- _Text segment_
Pupae, the life stage in insects when undergoing transformation, are brown, 6.5 mm long and oval shape. Adult Copsilura look very similar in its size/shape to the house-fly. Larvae are creamy colored and have black mouth hooks with three anal hooks. As adults, they have a white face and thorax containing four black stripes and reach up to 7.5 mm long. They look very similar in shape and size to the common house-fly. Organophosphates are very toxic to Compsilura but remain tolerant to synthetic insecticides like carbaryl and permethrin.
C. concinnata is ovoviviparous. In a year, approximately 3–4 generations occur (multivoltine) with an adult life span of 5–22 days. The parasitoid larvae typically survive winters in host larvae; so since the gypsy moths overwinter as an egg, it has to find alternative hosts to overwinter in their larvae. After mating has occurred, the adult females look for host larvae. If a host meets her satisfaction for her offspring, she attaches on the host’s back using her anal hooks, punctures the integument of the host with a piercing structure on her abdomen and injects a single larva into the host's midgut or body cavity. The female produces about 100 larvae. She will sometimes attack the same host multiple times. If she injects a larva directly into the host's body cavity, it will quickly migrate to the midgut and penetrate it where three larvae stages occur. Compsilura concinnata remains a larva for only 10–17 days while waiting for its host's pupation when it will emerge from its host to pupate on another substrate or soil.

- _Excerpted data_
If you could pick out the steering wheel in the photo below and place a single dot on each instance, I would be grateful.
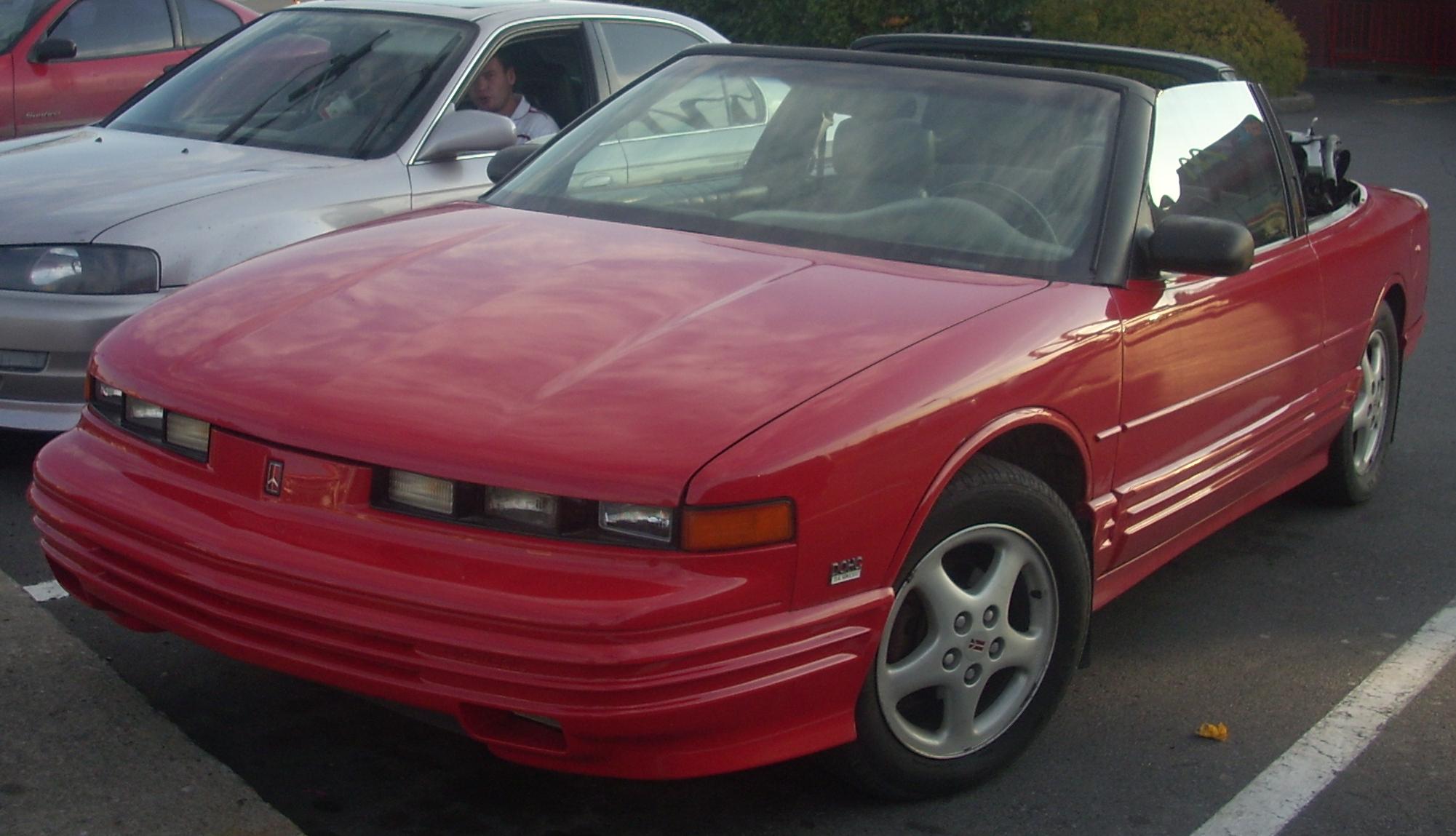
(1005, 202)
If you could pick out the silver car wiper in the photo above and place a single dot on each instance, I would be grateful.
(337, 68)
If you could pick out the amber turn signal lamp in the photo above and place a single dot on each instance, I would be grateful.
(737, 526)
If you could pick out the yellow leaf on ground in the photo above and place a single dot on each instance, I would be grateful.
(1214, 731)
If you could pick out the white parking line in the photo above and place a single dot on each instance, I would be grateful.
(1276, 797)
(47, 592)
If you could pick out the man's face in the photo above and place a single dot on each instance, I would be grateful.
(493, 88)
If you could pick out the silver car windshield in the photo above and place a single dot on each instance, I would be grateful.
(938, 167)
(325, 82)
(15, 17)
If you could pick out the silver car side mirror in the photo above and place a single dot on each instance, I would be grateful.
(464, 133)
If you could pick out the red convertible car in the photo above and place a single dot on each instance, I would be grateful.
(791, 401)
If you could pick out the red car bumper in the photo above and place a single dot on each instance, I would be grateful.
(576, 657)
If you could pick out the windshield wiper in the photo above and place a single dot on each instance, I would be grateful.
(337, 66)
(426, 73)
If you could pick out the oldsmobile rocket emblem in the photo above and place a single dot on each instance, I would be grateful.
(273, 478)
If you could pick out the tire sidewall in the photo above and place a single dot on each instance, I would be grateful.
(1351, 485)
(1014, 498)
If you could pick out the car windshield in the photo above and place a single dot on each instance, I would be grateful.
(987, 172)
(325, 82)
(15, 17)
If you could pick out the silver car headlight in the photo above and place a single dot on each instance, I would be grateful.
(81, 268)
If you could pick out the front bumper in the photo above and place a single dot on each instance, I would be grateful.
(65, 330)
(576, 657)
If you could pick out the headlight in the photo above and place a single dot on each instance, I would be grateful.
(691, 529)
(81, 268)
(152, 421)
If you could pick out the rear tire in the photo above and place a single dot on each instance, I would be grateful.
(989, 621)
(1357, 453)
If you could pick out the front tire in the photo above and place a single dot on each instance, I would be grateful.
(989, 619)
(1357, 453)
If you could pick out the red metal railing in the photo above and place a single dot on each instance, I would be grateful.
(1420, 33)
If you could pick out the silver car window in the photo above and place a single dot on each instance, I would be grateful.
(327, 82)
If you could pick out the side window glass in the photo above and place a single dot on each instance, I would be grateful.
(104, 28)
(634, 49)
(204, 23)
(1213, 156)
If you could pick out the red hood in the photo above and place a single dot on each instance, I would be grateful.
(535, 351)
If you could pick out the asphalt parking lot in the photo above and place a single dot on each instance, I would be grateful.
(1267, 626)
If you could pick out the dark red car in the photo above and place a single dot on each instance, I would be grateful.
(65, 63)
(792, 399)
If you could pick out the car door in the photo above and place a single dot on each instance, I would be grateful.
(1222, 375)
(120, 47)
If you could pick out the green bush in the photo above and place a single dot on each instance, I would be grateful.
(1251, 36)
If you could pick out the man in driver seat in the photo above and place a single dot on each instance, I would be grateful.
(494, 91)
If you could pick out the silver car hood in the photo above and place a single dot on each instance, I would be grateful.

- _Tasks to complete_
- 1) In the Compsilura text above, rewrite the passage starting with "Pupae, the life" and going on through "carbaryl and permethrin.", putting "housefly" wherever "house-fly" appears.
- 2) Name every insecticide or class of insecticide that the Compsilura text mentions.
- 3) Carry the Compsilura concinnata text on from its last sentence.

- _Outputs for the tasks_
- 1)
Pupae, the life stage in insects when undergoing transformation, are brown, 6.5 mm long and oval shape. Adult Copsilura look very similar in its size/shape to the housefly. Larvae are creamy colored and have black mouth hooks with three anal hooks. As adults, they have a white face and thorax containing four black stripes and reach up to 7.5 mm long. They look very similar in shape and size to the common housefly. Organophosphates are very toxic to Compsilura but remain tolerant to synthetic insecticides like carbaryl and permethrin.

- 2) Organophosphates, carbaryl, permethrin

- 3)
The larvae typically kill their host in about 10 days. After emerging from a host, the white maggot forms a smooth, reddish brown case called a puparium around itself. During the next stage of its life cycle, the larva will molt into a pupa inside of the puparium.
What makes this parasitoid successful on numerous host-species is its ability to have a flexible life cycle. It has the ability to alter its cycle based on the host it inhabits.